Making a high voltage connector is well understood problem space. Every electrical engineer knows how to deal with ramping up current when a power supply is plugged in or turned on (inrush current specifications are most definitely a thing), and the entire electric grid is based on sizing, insulating, spacing and switching conductors appropriately for the voltage and current being used. Moreover, high voltage battery packs tend to have switches / contactors on the battery pack that keep the high voltage off until the connection is securely made and enabled, hence why even Telsas require a functioning low voltage battery to start the system.
There are also certain use-cases that are likely best served by putting battery packs in a trailer. Take the trucking industry: going by the charging requirements of a Tesla semi (1MW for 30 minutes), replicating your typical truck stop turns into a huge problem for the grid -- you'd need upwards of 50MW of charging capacity to replicate the flow of diesel coming out of a bank of 10 fuel pumps (sorry, I ran the thought experiment on that one back when specs were first released). Having a battery pack attached to the trailer that gets charged at a more leisurely rate at the warehouse while it is unloaded and re-loaded over a couple of hours is far more scalable than charging the truck in a few minutes at a truck stop. Charging overnight while the driver sleeps is fine, but getting the 8-12 hours of runtime for a workday in a semi is a heck of a lot of battery.
The dangers can be mitigated -- that's the entire raison d'etre of the electrical engineering discipline! Otherwise you wouldn't be able to safely charge an electric car at a 350kW rate these days at charging stations all over the world with a connector that is deemed safe to be handled by random humans. It's not like the software industry where we throw half baked shit at the wall and see what sticks when users encounter it by running an A / B test in production....
> Moreover, high voltage battery packs tend to have switches / contactors on the battery pack that keep the high voltage off until the connection is securely made and enabled, hence why even Telsas require a functioning low voltage battery to start the system.
These are little bit different than than what a swappable system would entail, aren't they?
> Otherwise you wouldn't be able to safely charge an electric car at a 350kW rate these days at charging stations all over the world with a connector that is deemed safe to be handled by random humans.
Okay maybe I miss read the initial premise but I took it as a home user swapping in-and-out modules themselves.
That would appear to me to be a significantly different engineering challenge and safety issue than what's currently deployed in consumer market EVs...
I'm not even sure the small upside here would justify the added costs and complexity either.
> These are little bit different than than what a swappable system would entail, aren't they?

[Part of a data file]

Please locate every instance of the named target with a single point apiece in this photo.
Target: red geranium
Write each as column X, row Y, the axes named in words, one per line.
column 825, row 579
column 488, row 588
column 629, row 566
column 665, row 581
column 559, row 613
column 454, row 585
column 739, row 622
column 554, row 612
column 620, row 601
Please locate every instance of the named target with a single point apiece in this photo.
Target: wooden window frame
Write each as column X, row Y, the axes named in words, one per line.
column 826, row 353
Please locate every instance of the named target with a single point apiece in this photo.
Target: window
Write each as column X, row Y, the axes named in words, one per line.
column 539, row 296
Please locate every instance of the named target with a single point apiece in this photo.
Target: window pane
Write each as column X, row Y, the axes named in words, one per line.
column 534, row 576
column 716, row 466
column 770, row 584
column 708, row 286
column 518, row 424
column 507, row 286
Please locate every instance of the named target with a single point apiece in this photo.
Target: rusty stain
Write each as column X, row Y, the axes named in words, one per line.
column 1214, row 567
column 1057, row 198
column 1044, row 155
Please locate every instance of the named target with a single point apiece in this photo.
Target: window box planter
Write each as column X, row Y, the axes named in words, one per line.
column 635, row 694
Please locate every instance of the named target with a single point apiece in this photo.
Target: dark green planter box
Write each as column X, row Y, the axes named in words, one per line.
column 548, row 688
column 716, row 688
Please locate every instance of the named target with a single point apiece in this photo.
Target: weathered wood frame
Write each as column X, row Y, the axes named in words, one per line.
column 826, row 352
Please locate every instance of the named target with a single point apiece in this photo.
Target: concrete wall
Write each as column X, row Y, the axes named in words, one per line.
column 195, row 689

Set tasks -
A) In the battery discussion, what charging requirement is given for a Tesla semi?
B) Reproduce the listing from its first line through the line that contains "column 1044, row 155", inclusive, substituting "Please mark" for "Please locate" and leaving everything else unchanged.

Solutions in order -
A) 1MW for 30 minutes.

B)
Please mark every instance of the named target with a single point apiece in this photo.
Target: red geranium
Write each as column X, row Y, the axes named in words, one per line.
column 825, row 579
column 488, row 588
column 629, row 566
column 665, row 581
column 559, row 613
column 454, row 585
column 739, row 622
column 554, row 612
column 620, row 601
Please mark every instance of the named target with a single point apiece in this photo.
Target: wooden window frame
Write each as column X, row Y, the axes named in words, one per line.
column 826, row 353
Please mark every instance of the named target with a single point apiece in this photo.
Target: window
Write each as column X, row Y, the axes named in words, one per line.
column 539, row 296
Please mark every instance of the named target with a single point apiece in this photo.
Target: window pane
Write each as column X, row Y, the axes named in words, one per line.
column 534, row 576
column 716, row 466
column 770, row 584
column 708, row 286
column 518, row 424
column 507, row 286
Please mark every instance of the named target with a single point apiece in this photo.
Target: rusty stain
Write each as column X, row Y, the axes named in words, one per line.
column 1214, row 567
column 1057, row 198
column 1044, row 155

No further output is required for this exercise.